WRITTEN PROBLEM: Copy the records below verbatim, beginning at the line containing "Could you kindly segment every instance of the white" and continuing through the line containing "M49 0L49 5L61".

[Dataset excerpt]
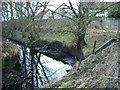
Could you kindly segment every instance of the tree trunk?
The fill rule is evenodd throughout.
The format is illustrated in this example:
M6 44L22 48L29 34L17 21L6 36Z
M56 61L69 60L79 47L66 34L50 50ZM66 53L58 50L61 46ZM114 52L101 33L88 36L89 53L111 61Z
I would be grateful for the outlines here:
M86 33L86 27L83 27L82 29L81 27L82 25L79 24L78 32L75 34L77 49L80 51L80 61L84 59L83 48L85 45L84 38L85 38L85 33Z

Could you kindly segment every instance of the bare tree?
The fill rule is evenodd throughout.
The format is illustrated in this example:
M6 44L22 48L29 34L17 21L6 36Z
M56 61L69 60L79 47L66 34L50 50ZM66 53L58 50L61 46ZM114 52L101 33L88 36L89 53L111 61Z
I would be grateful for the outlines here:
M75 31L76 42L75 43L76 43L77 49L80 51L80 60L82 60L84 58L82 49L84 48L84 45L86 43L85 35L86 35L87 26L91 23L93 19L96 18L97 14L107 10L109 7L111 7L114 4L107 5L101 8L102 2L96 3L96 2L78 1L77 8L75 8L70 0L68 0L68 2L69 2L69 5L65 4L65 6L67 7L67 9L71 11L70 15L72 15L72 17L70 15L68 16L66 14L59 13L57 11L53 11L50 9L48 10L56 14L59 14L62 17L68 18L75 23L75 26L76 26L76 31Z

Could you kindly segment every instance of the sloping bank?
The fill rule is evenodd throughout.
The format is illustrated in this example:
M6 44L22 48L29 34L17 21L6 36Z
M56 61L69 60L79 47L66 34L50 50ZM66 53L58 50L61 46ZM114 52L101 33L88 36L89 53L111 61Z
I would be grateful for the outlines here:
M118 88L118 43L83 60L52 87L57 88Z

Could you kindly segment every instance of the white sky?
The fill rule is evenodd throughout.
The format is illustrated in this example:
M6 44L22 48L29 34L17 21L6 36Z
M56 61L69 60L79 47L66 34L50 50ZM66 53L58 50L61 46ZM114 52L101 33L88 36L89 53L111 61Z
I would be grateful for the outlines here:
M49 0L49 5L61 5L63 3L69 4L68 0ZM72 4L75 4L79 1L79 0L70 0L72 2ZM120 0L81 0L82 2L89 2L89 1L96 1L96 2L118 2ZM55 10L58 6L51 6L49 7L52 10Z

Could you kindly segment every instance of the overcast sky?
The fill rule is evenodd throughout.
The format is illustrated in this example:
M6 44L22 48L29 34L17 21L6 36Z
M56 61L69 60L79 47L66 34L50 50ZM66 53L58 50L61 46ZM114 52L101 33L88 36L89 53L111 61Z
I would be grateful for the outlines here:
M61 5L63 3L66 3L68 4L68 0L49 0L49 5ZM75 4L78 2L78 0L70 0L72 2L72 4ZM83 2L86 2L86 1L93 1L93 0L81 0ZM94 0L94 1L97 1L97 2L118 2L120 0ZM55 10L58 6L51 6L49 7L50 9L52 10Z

--

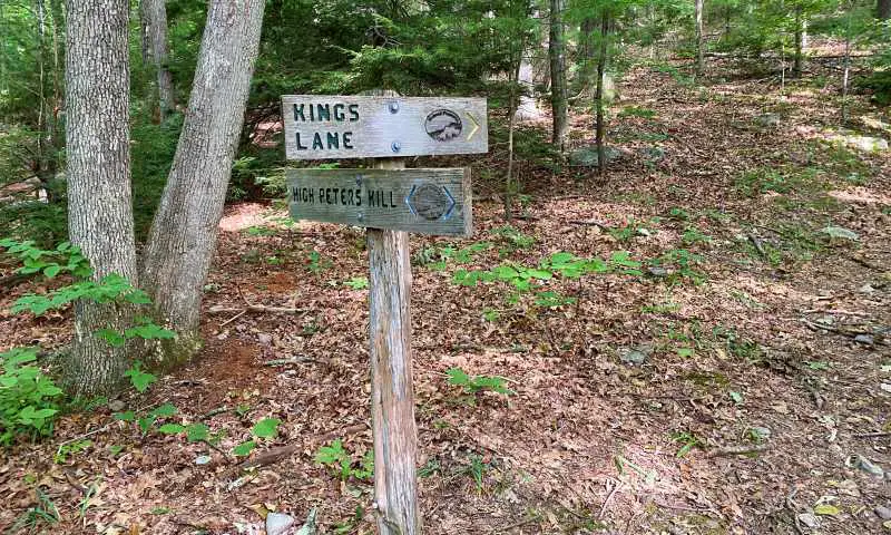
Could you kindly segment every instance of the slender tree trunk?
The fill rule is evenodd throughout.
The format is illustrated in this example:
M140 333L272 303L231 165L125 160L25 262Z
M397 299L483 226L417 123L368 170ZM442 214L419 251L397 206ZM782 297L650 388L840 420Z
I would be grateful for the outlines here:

TASK SOLUTION:
Could you kindly segment every instance of the white sky?
The fill rule is evenodd throughout.
The format is illustrated in this example:
M6 44L22 48L29 34L17 21L6 36Z
M56 61L69 60L79 47L66 34L50 50ZM66 53L58 50L61 46ZM114 52L101 33L88 36L89 53L111 61Z
I would be grateful for the outlines here:
M49 0L49 5L61 5L63 3L69 4L68 0ZM72 4L75 4L79 1L79 0L70 0L72 2ZM120 0L81 0L82 2L89 2L89 1L96 1L96 2L118 2ZM55 10L58 6L51 6L49 7L52 10Z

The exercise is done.